►
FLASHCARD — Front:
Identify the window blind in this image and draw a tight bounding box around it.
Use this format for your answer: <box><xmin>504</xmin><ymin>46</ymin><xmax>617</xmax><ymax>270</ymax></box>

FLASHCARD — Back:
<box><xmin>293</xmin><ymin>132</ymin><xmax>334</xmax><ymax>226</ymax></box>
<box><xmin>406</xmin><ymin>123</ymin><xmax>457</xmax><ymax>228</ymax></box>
◄
►
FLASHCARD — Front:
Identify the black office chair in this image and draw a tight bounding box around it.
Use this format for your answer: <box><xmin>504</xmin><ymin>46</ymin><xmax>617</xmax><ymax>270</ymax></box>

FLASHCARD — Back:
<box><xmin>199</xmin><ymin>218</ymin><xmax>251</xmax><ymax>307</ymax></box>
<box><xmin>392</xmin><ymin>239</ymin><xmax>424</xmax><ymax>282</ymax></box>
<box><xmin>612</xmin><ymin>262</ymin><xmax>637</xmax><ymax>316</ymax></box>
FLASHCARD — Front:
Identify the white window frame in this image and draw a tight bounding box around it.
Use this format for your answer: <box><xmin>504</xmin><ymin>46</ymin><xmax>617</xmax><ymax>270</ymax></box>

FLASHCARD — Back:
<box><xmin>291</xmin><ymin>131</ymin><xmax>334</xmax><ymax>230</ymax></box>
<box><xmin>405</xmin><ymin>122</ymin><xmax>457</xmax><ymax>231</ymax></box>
◄
WORK REQUEST:
Supply only the number of lines above in which "tight" occurs.

WRITTEN REPLY:
3